Each line below is to be copied exactly as it appears.

RECORDS TO PROCESS section start

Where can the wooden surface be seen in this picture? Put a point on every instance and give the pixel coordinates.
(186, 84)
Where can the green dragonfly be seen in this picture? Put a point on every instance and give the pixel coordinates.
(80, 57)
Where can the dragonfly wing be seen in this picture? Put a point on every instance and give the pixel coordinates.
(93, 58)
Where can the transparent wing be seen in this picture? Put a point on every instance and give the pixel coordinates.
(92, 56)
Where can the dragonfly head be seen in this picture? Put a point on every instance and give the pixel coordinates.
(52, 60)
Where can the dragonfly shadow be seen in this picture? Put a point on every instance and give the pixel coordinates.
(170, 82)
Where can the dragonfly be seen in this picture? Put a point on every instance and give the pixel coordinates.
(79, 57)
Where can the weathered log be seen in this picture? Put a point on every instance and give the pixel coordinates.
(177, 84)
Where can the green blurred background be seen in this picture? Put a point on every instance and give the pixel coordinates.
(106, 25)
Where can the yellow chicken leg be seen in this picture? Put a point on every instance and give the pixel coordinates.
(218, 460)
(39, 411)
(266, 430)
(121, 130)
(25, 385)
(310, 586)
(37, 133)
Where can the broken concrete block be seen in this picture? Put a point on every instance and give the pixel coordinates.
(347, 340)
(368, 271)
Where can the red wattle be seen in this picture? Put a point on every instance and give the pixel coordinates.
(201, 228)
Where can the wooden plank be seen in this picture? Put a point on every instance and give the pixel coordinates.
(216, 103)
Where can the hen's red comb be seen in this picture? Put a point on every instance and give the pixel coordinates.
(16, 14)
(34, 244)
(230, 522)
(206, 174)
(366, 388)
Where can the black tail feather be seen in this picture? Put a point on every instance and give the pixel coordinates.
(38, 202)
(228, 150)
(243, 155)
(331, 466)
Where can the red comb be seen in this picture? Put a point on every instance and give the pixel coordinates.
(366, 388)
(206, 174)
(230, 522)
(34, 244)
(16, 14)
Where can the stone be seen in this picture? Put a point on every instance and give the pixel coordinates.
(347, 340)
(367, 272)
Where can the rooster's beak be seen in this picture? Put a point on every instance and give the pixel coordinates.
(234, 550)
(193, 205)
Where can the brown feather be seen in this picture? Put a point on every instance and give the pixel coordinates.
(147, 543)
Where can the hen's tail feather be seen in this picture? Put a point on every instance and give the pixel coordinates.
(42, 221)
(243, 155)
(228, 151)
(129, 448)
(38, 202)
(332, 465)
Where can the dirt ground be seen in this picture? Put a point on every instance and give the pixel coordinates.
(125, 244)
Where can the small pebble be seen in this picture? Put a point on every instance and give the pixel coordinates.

RECORDS TO PROCESS section end

FINISHED TASK:
Where can the wooden surface be seen in this picture? Put a point on every instance and give the pixel coordinates.
(186, 84)
Where can the green dragonfly be seen in this picture? Put a point on every instance and give the pixel coordinates.
(80, 57)
Where can the dragonfly wing be seen in this picture? Put a point on every instance and give the pixel coordinates.
(93, 58)
Where can the transparent wing be seen in this picture? Put a point on every instance and give the pixel coordinates.
(92, 56)
Where can the dragonfly head be seen in this picture? Put a point on every instance and give the pixel coordinates.
(52, 60)
Where can the dragonfly shadow be seen in this picture? Put a point on every instance and give the pixel coordinates.
(170, 82)
Where can the dragonfly be seen in this picture? Put a point on every instance and give the pixel coordinates.
(79, 57)
Where can the weathered log be seen in this picture? Put a point on every instance and give the pixel coordinates.
(177, 84)
Where can the green blurred background be seen in this picture? Put a point on every instance and give the pixel coordinates.
(106, 25)
Where can the yellow chicken leg be seen in this picture? Put a point on every instance and give the pixel coordinates.
(218, 460)
(39, 411)
(266, 430)
(121, 130)
(25, 385)
(310, 586)
(37, 133)
Where can the broken concrete block be seen in this picture? Put a point on every instance and give the pixel coordinates.
(347, 340)
(368, 271)
Where can the red wattle be seen in this picture? Put a point on every instance and give the pixel coordinates.
(201, 228)
Where can the wooden plank be seen in this picture? Put a point on every instance and give the pixel coordinates.
(216, 103)
Where can the hen's red comb be seen in this picture? Put a point on every instance and give the pixel coordinates.
(16, 14)
(34, 244)
(230, 522)
(206, 174)
(366, 388)
Where can the black tail feather be seen in this picture? Put a point on every instance and give the pixel coordinates.
(38, 202)
(228, 150)
(243, 155)
(331, 466)
Where can the red comb be seen in this picture? Put a point on every instance and give the pixel coordinates.
(366, 388)
(206, 174)
(230, 522)
(34, 244)
(16, 14)
Where can the stone be seen in this picture? Put a point on every instance and give the pixel coordinates.
(347, 340)
(367, 272)
Where can the rooster's beak be seen in this picture? Put a point on every instance and give the pixel coordinates.
(234, 550)
(193, 205)
Where can the brown feather be seen in this picture? Put a point on every instance and give the pixel coordinates.
(147, 543)
Where can the hen's tail feather be seen in this picture? Put a point on every instance and give the pixel coordinates.
(42, 221)
(243, 155)
(228, 151)
(129, 448)
(38, 202)
(332, 465)
Where can the dirt ground be seen in this picture? Put a point on every instance and give the pixel coordinates.
(125, 244)
Where can the small pebble be seen in this picture? Put a point on every instance and give the pixel coordinates.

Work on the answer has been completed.